— begin READING PASSAGE —

Guiding question: Are bigger (heavier) lifters stronger for their weight (SWR = total lifted/bodyweight)?
ggplot(lifts, aes(x = BodyweightKg, y = SWR)) +
geom_point() +
geom_smooth()
`geom_smooth()` using method = 'gam' and formula = 'y ~ s(x, bs = "cs")'
Warning: Removed 8752 rows containing non-finite outside the scale range
(`stat_smooth()`).
Warning: Removed 8752 rows containing missing values or values outside the scale range
(`geom_point()`).
Observations:
- The relationship looks slightly curved: positively correlated at first and then negatively correlated afterward.
- The strong positive slope at the beginning and strong negative slope at the end are caused by a few outlier observations and are less trustworthy.
- The height of the gray band around the blue trend represents uncertainty about the value of the blue line at that location. The band is thicker towards the ends of the plot.
- There may be a slightly positive relationship between 50kg and 80kg, but afterward the relationship looks clearly negative.
A natural next question to ask is:
How steep are the upsloping and downsloping parts of this trend?
Because our pre-class material focused on single lines as models, let’s focus on the downslope.
We can focus on lifters above 80kg using the filter()
function from the dplyr
package for data wrangling. filter()
selectively keeps rows based on a condition:
<- lifts %>%
lifts_subs filter(BodyweightKg > 80)
Let’s look at the relationship again with a linear smoothing line (a line of best fit):
ggplot(lifts_subs, aes(x = BodyweightKg, y = SWR)) +
geom_point() +
geom_smooth(method = "lm")
`geom_smooth()` using formula = 'y ~ x'
Warning: Removed 3863 rows containing non-finite outside the scale range
(`stat_smooth()`).
Warning: Removed 3863 rows containing missing values or values outside the scale range
(`geom_point()`).
The line is governed by a formula that looks like:
\[ y = a + bx \]
We can rewrite that formula for our context, where SWR is our outcome or response variable (the variable we’re interested in explaining) and BodyweightKg is a predictor or explanatory variable:
\[ \text{SWR} = a + b \,\text{BodyweightKg} \]
“Best” is determined by the least squares criterion: we find the values of \(a\) and \(b\) such that we minimize the sum of squared residuals. A residual is the vertical distance from a point to the line:
\[ \text{residual} = \text{observed y} - \text{predicted y} \]
In other words, a residual quantifies the error in our model. The idea with the least squares criterion is that we want our line to minimize these errors.
Note that we will be writing the formula for our line in a slightly different way. Instead of:
\[ \text{SWR} = a + b \,\text{BodyweightKg} \]
We will be writing model formula as such:
\[ E[\text{SWR} \mid \text{BodyweightKg}] = \beta_0 + \beta_1\text{BodyweightKg} \]
- The \(E[]\) is read as “expected value” which is another way to describe the average value.
- Expected value is important in describing our line because our line describes the trend in our data on average. It does not describe what to expect for any individual case.
- The \(E[\text{SWR} \mid \text{BodyweightKg}]\) part is read as “expected value of SWR given body weight”. This is saying that the average value of SWR is function of body weight.

— end READING PASSAGE —

### [AIM OF THE EXERCISE]
Condense the paragraph of the strength-to-weight tutorial that opens with "“Best” is determined by the least squares criterion" into a short bulleted list that keeps its main facts.

— begin DATA SUPPLIED —

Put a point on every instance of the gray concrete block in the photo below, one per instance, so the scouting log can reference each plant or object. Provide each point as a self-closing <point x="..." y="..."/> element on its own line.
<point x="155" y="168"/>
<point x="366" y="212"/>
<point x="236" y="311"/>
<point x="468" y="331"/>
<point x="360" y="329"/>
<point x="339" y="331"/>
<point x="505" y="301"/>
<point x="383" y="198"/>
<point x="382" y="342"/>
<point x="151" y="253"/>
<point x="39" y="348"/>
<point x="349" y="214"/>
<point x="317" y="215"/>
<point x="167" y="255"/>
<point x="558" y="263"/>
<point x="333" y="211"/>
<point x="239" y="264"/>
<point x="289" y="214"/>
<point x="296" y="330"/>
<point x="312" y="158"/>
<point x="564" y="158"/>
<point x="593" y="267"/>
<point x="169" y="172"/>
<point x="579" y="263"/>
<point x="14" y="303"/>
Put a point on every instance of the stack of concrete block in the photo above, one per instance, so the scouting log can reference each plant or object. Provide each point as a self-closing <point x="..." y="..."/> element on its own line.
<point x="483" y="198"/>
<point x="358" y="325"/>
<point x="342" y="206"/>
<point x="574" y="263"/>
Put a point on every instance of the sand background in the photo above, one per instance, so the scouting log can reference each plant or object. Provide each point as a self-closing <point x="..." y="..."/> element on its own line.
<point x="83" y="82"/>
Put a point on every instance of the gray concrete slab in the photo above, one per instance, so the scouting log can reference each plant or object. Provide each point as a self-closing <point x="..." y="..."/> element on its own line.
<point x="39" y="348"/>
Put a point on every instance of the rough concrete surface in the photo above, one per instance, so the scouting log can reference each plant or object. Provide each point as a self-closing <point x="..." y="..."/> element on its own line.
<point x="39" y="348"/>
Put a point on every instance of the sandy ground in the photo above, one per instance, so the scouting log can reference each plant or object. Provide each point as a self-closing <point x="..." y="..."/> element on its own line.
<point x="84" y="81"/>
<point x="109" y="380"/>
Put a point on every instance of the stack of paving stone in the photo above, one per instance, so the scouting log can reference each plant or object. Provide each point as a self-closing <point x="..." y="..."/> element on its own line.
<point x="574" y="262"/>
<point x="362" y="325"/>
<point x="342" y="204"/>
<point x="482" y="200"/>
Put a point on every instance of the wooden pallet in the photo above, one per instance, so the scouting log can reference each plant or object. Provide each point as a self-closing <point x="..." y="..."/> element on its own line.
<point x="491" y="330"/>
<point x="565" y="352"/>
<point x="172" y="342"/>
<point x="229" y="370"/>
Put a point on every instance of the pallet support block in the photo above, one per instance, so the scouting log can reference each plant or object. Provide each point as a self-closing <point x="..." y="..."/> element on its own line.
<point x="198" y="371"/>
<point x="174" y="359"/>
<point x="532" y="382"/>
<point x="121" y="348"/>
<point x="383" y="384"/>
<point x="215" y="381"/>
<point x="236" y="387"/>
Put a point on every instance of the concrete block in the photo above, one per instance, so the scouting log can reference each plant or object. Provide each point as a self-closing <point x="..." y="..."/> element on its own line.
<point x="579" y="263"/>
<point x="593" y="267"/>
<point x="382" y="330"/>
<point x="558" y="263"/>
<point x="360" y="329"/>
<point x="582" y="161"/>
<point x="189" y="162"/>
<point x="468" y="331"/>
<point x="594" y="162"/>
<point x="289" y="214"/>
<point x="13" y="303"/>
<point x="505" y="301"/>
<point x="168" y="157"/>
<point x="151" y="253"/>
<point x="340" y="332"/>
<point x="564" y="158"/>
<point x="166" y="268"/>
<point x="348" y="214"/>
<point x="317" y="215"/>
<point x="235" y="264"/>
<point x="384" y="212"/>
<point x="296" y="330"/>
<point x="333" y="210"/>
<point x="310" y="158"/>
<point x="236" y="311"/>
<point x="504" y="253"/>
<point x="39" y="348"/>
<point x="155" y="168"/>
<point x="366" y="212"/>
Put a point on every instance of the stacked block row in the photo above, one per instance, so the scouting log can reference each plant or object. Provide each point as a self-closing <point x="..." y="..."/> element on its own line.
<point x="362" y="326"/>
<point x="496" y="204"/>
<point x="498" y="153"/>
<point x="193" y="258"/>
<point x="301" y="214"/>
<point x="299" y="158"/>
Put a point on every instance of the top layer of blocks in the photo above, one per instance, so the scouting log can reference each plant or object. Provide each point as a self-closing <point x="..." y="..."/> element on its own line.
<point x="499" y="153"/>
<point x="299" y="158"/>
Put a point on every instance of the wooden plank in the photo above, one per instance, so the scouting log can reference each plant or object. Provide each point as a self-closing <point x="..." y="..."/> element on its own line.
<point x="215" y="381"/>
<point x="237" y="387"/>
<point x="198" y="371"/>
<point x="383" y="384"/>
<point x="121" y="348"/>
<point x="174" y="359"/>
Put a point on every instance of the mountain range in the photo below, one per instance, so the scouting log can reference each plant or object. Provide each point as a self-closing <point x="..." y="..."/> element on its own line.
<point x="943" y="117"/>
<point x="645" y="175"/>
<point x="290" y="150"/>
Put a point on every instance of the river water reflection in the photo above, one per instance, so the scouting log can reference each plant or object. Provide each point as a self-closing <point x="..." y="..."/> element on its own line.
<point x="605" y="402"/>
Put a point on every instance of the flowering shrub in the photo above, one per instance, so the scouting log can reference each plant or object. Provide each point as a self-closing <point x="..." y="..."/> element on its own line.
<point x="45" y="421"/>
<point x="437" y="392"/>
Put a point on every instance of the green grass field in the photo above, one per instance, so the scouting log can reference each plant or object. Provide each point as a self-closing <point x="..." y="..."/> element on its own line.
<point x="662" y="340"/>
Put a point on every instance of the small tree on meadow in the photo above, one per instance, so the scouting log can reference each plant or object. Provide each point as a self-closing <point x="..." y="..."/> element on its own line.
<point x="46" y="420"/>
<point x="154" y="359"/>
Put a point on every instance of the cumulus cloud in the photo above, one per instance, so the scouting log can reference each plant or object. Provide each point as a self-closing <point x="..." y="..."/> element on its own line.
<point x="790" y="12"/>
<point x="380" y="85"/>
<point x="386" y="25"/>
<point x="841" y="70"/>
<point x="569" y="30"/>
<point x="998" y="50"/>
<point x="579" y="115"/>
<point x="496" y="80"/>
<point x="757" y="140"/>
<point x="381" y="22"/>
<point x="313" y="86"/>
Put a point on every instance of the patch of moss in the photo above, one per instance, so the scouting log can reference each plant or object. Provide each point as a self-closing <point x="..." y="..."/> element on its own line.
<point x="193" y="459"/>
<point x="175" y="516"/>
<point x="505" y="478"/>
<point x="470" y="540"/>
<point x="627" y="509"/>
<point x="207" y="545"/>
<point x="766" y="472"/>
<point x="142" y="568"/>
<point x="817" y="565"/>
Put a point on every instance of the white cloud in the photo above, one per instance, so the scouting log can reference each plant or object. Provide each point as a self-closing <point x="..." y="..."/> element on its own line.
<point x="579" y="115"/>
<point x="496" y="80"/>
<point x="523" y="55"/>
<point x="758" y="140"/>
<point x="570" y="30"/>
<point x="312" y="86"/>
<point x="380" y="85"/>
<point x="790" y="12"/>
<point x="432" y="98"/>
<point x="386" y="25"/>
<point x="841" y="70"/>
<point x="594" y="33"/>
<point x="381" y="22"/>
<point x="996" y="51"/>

— end DATA SUPPLIED —

### [COMPLETE ANSWER]
- The least squares criterion determines the "best" line.
- It picks the values of \(a\) and \(b\) that minimize the sum of squared residuals.
- A residual is the vertical distance from a point to the line.